> _Text to read_:
--- BEGIN ---

8. Steps on How to Select Accounting Software: One of your highest priorities
as a small business owner is to keep a close eye on the amounts you
take in and spend. That's why it's important to have the right
accounting software. You need a program
that can help you with your day-to-day
accounting tasks, such as recording payments,
tracking expenses, invoicing customers, and
reconciling bank transactions. Your accounting software
should also help you manage your businesses
finances by allowing you to create
reports that analyze your business's performance
from various points of view. Choosing the best
accounting software for your business is
definitely overwhelming. Each program has a different
feature set and most offer multiple pricing
plans that vary in terms of feature set
and number of users. In this video, I want to give you some
important advice to keep in mind when choosing accounting software
for your business. Advice. Number one is to be clear about the financial needs
of your business. Make a list of all
the tasks you need accounting software
for and keep them in mind when making your
purchase decision. It doesn't make sense to invest in a state
of the art program that can do countless
amazing things that your business
will never need. E.g. if you've a print
on-demand business, it doesn't make sense to buy accounting software that
offers inventory tracking. Advice. Number two is to
pay attention to the security and protection of your sensitive
financial data. Go with bookkeeping
software that offers features like
backup and recovery. This way you can be sure that your financial data
won't be lost. Some bookkeeping software
offers passcode locks that prevent unauthorized people from accessing your important
business data. Since it's a web or phone app, it needs to pay attention to security and protect
your sensitive data. My number three advice is to choose bookkeeping
software that integrates easily with all the
other platforms and software programs you
use in your business. Even the best and cheapest bookkeeping software won't
do your bookkeeping tasks well if it cannot integrate with your existing sales platform
and shipping system, if you use an
inventory platform and payroll system that are separate from your
accounting software, consider integrating
between them. If you choose
accounting software that works with your
existing solutions, you won't have
compatibility issues that could lead to
time-consuming errors. So my advice is to choose bookkeeping
software that offers easy integration with
all the other platforms and software solutions
you use in your business. Advice number four, by bookkeeping software that
offers multiuser access. This way you can invite other
users into the system and control what data they see
and what tasks they access. This feature would be very
useful if you want to share data with your
business partner and your accountant. If you have employees, you can allow them to
use the system only for time tracking and
invoicing customers. Tip number five, work with cloud-based bookkeeping
software with mobile access. This easy access helps you
run your business remotely, whether you're at
home or on vacation. All you need is internet
and your password. On the other hand, a mobile
app helps you monitor important information and complete important
tasks on the go, which is especially helpful
for teams working remotely. Choosing the right bookkeeping
software for your business is a crucial point when it
comes to business success. Therefore, take enough time to research and talk to your accountant to make
the right decision.

--- END ---

> _Required task a_:
Copy out the advice on choosing accounting software word for word, in full.

> _Records shown_:
--- BEGIN ---

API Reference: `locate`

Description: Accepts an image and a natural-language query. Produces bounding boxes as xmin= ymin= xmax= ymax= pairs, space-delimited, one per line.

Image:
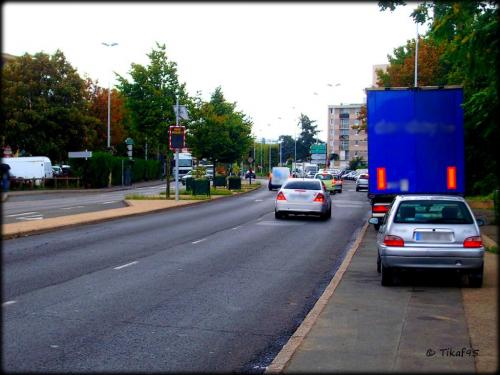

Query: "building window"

xmin=340 ymin=118 xmax=349 ymax=129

--- END ---

> _Required task b_:
Write the entries again with "building window" changed to "storefront window" and everything else kept the same. Leave the pictures out.

> _Response a_:
8. Steps on How to Select Accounting Software: One of your highest priorities
as a small business owner is to keep a close eye on the amounts you
take in and spend. That's why it's important to have the right
accounting software. You need a program
that can help you with your day-to-day
accounting tasks, such as recording payments,
tracking expenses, invoicing customers, and
reconciling bank transactions. Your accounting software
should also help you manage your businesses
finances by allowing you to create
reports that analyze your business's performance
from various points of view. Choosing the best
accounting software for your business is
definitely overwhelming. Each program has a different
feature set and most offer multiple pricing
plans that vary in terms of feature set
and number of users. In this video, I want to give you some
important advice to keep in mind when choosing accounting software
for your business. Advice. Number one is to be clear about the financial needs
of your business. Make a list of all
the tasks you need accounting software
for and keep them in mind when making your
purchase decision. It doesn't make sense to invest in a state
of the art program that can do countless
amazing things that your business
will never need. E.g. if you've a print
on-demand business, it doesn't make sense to buy accounting software that
offers inventory tracking. Advice. Number two is to
pay attention to the security and protection of your sensitive
financial data. Go with bookkeeping
software that offers features like
backup and recovery. This way you can be sure that your financial data
won't be lost. Some bookkeeping software
offers passcode locks that prevent unauthorized people from accessing your important
business data. Since it's a web or phone app, it needs to pay attention to security and protect
your sensitive data. My number three advice is to choose bookkeeping
software that integrates easily with all the
other platforms and software programs you
use in your business. Even the best and cheapest bookkeeping software won't
do your bookkeeping tasks well if it cannot integrate with your existing sales platform
and shipping system, if you use an
inventory platform and payroll system that are separate from your
accounting software, consider integrating
between them. If you choose
accounting software that works with your
existing solutions, you won't have
compatibility issues that could lead to
time-consuming errors. So my advice is to choose bookkeeping
software that offers easy integration with
all the other platforms and software solutions
you use in your business. Advice number four, by bookkeeping software that
offers multiuser access. This way you can invite other
users into the system and control what data they see
and what tasks they access. This feature would be very
useful if you want to share data with your
business partner and your accountant. If you have employees, you can allow them to
use the system only for time tracking and
invoicing customers. Tip number five, work with cloud-based bookkeeping
software with mobile access. This easy access helps you
run your business remotely, whether you're at
home or on vacation. All you need is internet
and your password. On the other hand, a mobile
app helps you monitor important information and complete important
tasks on the go, which is especially helpful
for teams working remotely. Choosing the right bookkeeping
software for your business is a crucial point when it
comes to business success. Therefore, take enough time to research and talk to your accountant to make
the right decision.

> _Response b_:
API Reference: `locate`

Description: Accepts an image and a natural-language query. Produces bounding boxes as xmin= ymin= xmax= ymax= pairs, space-delimited, one per line.

Image:

Query: "storefront window"

xmin=340 ymin=118 xmax=349 ymax=129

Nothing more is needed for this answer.